Exercise details -
Your response should be the complete data, transcribed exactly.

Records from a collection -
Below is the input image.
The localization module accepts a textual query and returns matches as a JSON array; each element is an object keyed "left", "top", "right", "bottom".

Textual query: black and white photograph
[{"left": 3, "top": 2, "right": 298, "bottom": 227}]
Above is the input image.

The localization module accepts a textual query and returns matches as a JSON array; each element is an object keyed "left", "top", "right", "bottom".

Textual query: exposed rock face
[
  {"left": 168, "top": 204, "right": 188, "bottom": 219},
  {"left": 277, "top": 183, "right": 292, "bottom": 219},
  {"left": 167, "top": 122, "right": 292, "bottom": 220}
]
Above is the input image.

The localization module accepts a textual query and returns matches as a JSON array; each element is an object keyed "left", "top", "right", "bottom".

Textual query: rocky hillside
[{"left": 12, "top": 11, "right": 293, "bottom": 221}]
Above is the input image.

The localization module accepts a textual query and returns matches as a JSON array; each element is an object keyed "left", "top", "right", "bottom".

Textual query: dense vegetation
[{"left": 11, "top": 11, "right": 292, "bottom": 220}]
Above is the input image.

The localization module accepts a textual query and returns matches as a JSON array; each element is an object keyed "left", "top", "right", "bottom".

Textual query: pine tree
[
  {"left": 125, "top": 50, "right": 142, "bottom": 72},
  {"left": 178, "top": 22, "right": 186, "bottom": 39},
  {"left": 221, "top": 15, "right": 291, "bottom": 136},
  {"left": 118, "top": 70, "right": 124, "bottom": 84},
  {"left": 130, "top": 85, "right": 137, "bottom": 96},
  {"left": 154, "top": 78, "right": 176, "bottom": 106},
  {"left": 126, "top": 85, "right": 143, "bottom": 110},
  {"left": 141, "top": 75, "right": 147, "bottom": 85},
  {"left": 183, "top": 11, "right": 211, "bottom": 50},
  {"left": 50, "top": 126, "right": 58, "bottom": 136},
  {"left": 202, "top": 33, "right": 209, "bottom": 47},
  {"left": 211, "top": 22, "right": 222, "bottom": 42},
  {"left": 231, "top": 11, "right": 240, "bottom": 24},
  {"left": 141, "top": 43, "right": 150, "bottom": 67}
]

Exercise solution -
Below is the input image.
The localization module accepts a textual query and returns matches as a JSON array; each element is an object keyed "left", "top", "right", "bottom".

Textual query: black and white photograph
[{"left": 3, "top": 2, "right": 298, "bottom": 227}]
Above is the input image.

The localization module accepts a textual query and returns matches as a JSON array; each element is an object keyed "left", "top", "right", "bottom".

Textual query: exposed rock face
[
  {"left": 168, "top": 204, "right": 188, "bottom": 219},
  {"left": 277, "top": 183, "right": 292, "bottom": 219},
  {"left": 167, "top": 122, "right": 292, "bottom": 220}
]
Above is the input image.

The localization module accepts a textual query and returns matches as a JSON array; each element is an object keyed "left", "top", "right", "bottom".

Textual query: rocky hillside
[{"left": 12, "top": 11, "right": 293, "bottom": 221}]
Above is the input image.

The localization module accepts a textual query and returns matches as a JSON array; each element is an object keyed "left", "top", "right", "bottom".

Textual query: dense vegetation
[{"left": 11, "top": 11, "right": 292, "bottom": 220}]
Above is the input image.

The localization module accepts a textual query and returns matches as a JSON array; each element is an object keyed "left", "top", "right", "bottom".

Textual query: pine tree
[
  {"left": 125, "top": 50, "right": 142, "bottom": 72},
  {"left": 178, "top": 22, "right": 186, "bottom": 39},
  {"left": 221, "top": 15, "right": 291, "bottom": 136},
  {"left": 118, "top": 70, "right": 124, "bottom": 84},
  {"left": 130, "top": 85, "right": 137, "bottom": 96},
  {"left": 154, "top": 78, "right": 176, "bottom": 106},
  {"left": 126, "top": 85, "right": 143, "bottom": 110},
  {"left": 141, "top": 75, "right": 147, "bottom": 85},
  {"left": 183, "top": 11, "right": 211, "bottom": 50},
  {"left": 50, "top": 126, "right": 58, "bottom": 136},
  {"left": 202, "top": 33, "right": 209, "bottom": 47},
  {"left": 211, "top": 22, "right": 222, "bottom": 42},
  {"left": 231, "top": 11, "right": 240, "bottom": 24},
  {"left": 141, "top": 43, "right": 150, "bottom": 67}
]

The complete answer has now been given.